Problem to solve: Could you render every line of the records below as a Markdown table with the columns Number and Text, numbering each row and skipping blank lines? Leave the pictures out.

......

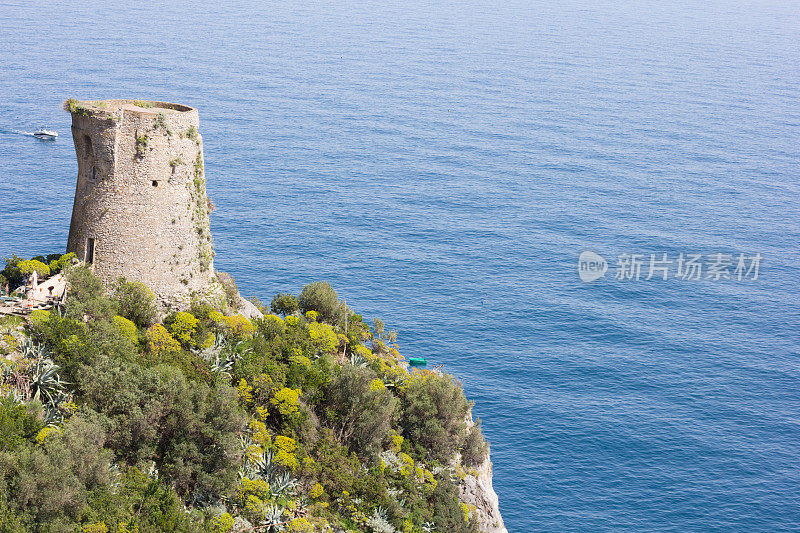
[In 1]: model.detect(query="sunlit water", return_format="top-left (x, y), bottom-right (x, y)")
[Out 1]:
top-left (0, 0), bottom-right (800, 532)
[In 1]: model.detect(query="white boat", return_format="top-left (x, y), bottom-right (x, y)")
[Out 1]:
top-left (33, 128), bottom-right (58, 141)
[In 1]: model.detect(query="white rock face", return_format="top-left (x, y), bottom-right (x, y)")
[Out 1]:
top-left (239, 295), bottom-right (264, 320)
top-left (459, 448), bottom-right (508, 533)
top-left (458, 412), bottom-right (508, 533)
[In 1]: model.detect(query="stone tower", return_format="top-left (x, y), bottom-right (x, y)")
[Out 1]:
top-left (65, 100), bottom-right (216, 306)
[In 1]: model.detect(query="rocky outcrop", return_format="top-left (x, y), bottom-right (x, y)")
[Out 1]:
top-left (459, 412), bottom-right (508, 533)
top-left (460, 454), bottom-right (508, 533)
top-left (237, 295), bottom-right (264, 320)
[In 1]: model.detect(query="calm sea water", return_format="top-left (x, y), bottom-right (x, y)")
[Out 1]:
top-left (0, 0), bottom-right (800, 532)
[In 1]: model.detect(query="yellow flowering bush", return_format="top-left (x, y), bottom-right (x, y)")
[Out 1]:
top-left (210, 312), bottom-right (256, 338)
top-left (308, 483), bottom-right (325, 500)
top-left (210, 513), bottom-right (234, 533)
top-left (250, 420), bottom-right (272, 447)
top-left (31, 309), bottom-right (50, 328)
top-left (306, 322), bottom-right (339, 353)
top-left (289, 355), bottom-right (311, 370)
top-left (392, 435), bottom-right (403, 453)
top-left (145, 324), bottom-right (181, 356)
top-left (236, 378), bottom-right (253, 405)
top-left (169, 311), bottom-right (200, 346)
top-left (397, 452), bottom-right (414, 477)
top-left (269, 387), bottom-right (302, 418)
top-left (236, 476), bottom-right (270, 502)
top-left (272, 435), bottom-right (300, 470)
top-left (286, 517), bottom-right (315, 533)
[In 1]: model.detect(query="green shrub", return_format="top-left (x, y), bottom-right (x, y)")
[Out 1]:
top-left (18, 258), bottom-right (50, 279)
top-left (402, 371), bottom-right (470, 463)
top-left (46, 252), bottom-right (75, 276)
top-left (111, 315), bottom-right (139, 344)
top-left (164, 311), bottom-right (200, 349)
top-left (65, 265), bottom-right (118, 320)
top-left (0, 254), bottom-right (25, 290)
top-left (269, 292), bottom-right (299, 316)
top-left (0, 416), bottom-right (114, 531)
top-left (461, 419), bottom-right (489, 466)
top-left (297, 281), bottom-right (346, 325)
top-left (0, 396), bottom-right (42, 452)
top-left (217, 271), bottom-right (239, 311)
top-left (111, 278), bottom-right (158, 328)
top-left (78, 358), bottom-right (245, 496)
top-left (322, 365), bottom-right (397, 455)
top-left (431, 473), bottom-right (478, 533)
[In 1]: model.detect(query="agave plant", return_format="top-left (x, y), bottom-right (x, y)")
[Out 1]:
top-left (264, 504), bottom-right (284, 533)
top-left (31, 357), bottom-right (68, 407)
top-left (367, 507), bottom-right (397, 533)
top-left (350, 353), bottom-right (369, 368)
top-left (195, 334), bottom-right (245, 377)
top-left (274, 472), bottom-right (298, 497)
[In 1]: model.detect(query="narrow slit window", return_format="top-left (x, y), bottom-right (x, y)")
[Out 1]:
top-left (83, 238), bottom-right (94, 265)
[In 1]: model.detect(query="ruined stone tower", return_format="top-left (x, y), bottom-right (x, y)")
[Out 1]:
top-left (66, 100), bottom-right (216, 305)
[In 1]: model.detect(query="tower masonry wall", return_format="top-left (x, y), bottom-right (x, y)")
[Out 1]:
top-left (67, 100), bottom-right (216, 303)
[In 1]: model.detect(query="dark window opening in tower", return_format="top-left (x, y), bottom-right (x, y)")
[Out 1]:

......

Response to this task:
| Number | Text |
|---|---|
| 1 | [In 1]: model.detect(query="sunlit water", return_format="top-left (x, y), bottom-right (x, y)") |
| 2 | [Out 1]: |
| 3 | top-left (0, 0), bottom-right (800, 532) |
| 4 | [In 1]: model.detect(query="white boat", return_format="top-left (x, y), bottom-right (x, y)") |
| 5 | [Out 1]: |
| 6 | top-left (33, 128), bottom-right (58, 141) |
| 7 | [In 1]: model.detect(query="white rock face", return_format="top-left (x, y), bottom-right (x, y)") |
| 8 | [Out 1]: |
| 9 | top-left (239, 295), bottom-right (264, 320) |
| 10 | top-left (459, 448), bottom-right (508, 533) |
| 11 | top-left (458, 412), bottom-right (508, 533) |
| 12 | [In 1]: model.detect(query="stone tower", return_format="top-left (x, y), bottom-right (x, y)") |
| 13 | [Out 1]: |
| 14 | top-left (65, 100), bottom-right (216, 306) |
| 15 | [In 1]: model.detect(query="rocky outcrop", return_format="top-left (x, y), bottom-right (x, y)") |
| 16 | [Out 1]: |
| 17 | top-left (459, 412), bottom-right (508, 533) |
| 18 | top-left (460, 454), bottom-right (508, 533) |
| 19 | top-left (237, 295), bottom-right (264, 320) |
| 20 | [In 1]: model.detect(query="calm sea water", return_format="top-left (x, y), bottom-right (x, y)") |
| 21 | [Out 1]: |
| 22 | top-left (0, 0), bottom-right (800, 532) |
| 23 | [In 1]: model.detect(query="yellow flowering bush", return_format="top-left (x, y), bottom-right (x, y)") |
| 24 | [Out 1]: |
| 25 | top-left (210, 312), bottom-right (256, 338) |
| 26 | top-left (308, 483), bottom-right (325, 500) |
| 27 | top-left (210, 513), bottom-right (234, 533) |
| 28 | top-left (250, 420), bottom-right (272, 447) |
| 29 | top-left (31, 309), bottom-right (50, 328) |
| 30 | top-left (306, 322), bottom-right (339, 353) |
| 31 | top-left (289, 355), bottom-right (311, 370) |
| 32 | top-left (392, 435), bottom-right (403, 453) |
| 33 | top-left (145, 324), bottom-right (181, 356) |
| 34 | top-left (236, 378), bottom-right (253, 405) |
| 35 | top-left (169, 311), bottom-right (200, 346) |
| 36 | top-left (397, 452), bottom-right (414, 477) |
| 37 | top-left (269, 387), bottom-right (302, 418) |
| 38 | top-left (236, 476), bottom-right (270, 502) |
| 39 | top-left (272, 435), bottom-right (300, 470) |
| 40 | top-left (286, 517), bottom-right (315, 533) |
| 41 | [In 1]: model.detect(query="green shrub", return_format="top-left (x, y), bottom-right (x, y)") |
| 42 | [Out 1]: |
| 43 | top-left (18, 258), bottom-right (50, 279) |
| 44 | top-left (402, 371), bottom-right (470, 463) |
| 45 | top-left (46, 252), bottom-right (75, 276) |
| 46 | top-left (111, 315), bottom-right (139, 344) |
| 47 | top-left (164, 311), bottom-right (200, 349) |
| 48 | top-left (65, 265), bottom-right (118, 320) |
| 49 | top-left (0, 254), bottom-right (25, 290) |
| 50 | top-left (269, 292), bottom-right (299, 316) |
| 51 | top-left (0, 416), bottom-right (114, 531) |
| 52 | top-left (461, 419), bottom-right (489, 466) |
| 53 | top-left (297, 281), bottom-right (346, 325) |
| 54 | top-left (0, 396), bottom-right (42, 452) |
| 55 | top-left (217, 271), bottom-right (239, 311) |
| 56 | top-left (111, 278), bottom-right (158, 328) |
| 57 | top-left (78, 358), bottom-right (245, 496) |
| 58 | top-left (322, 365), bottom-right (397, 455) |
| 59 | top-left (431, 473), bottom-right (478, 533) |
| 60 | [In 1]: model.detect(query="agave plant", return_format="top-left (x, y), bottom-right (x, y)") |
| 61 | [Out 1]: |
| 62 | top-left (264, 504), bottom-right (284, 533) |
| 63 | top-left (31, 357), bottom-right (68, 407) |
| 64 | top-left (367, 507), bottom-right (397, 533) |
| 65 | top-left (350, 353), bottom-right (369, 368) |
| 66 | top-left (195, 334), bottom-right (245, 377) |
| 67 | top-left (274, 472), bottom-right (298, 497) |
| 68 | [In 1]: model.detect(query="narrow slit window", return_format="top-left (x, y), bottom-right (x, y)") |
| 69 | [Out 1]: |
| 70 | top-left (83, 238), bottom-right (94, 265) |
| 71 | [In 1]: model.detect(query="ruined stone tower", return_format="top-left (x, y), bottom-right (x, y)") |
| 72 | [Out 1]: |
| 73 | top-left (66, 100), bottom-right (216, 305) |
| 74 | [In 1]: model.detect(query="tower masonry wall", return_format="top-left (x, y), bottom-right (x, y)") |
| 75 | [Out 1]: |
| 76 | top-left (67, 100), bottom-right (216, 303) |
| 77 | [In 1]: model.detect(query="dark window opening in tower", return_format="top-left (x, y), bottom-right (x, y)") |
| 78 | [Out 1]: |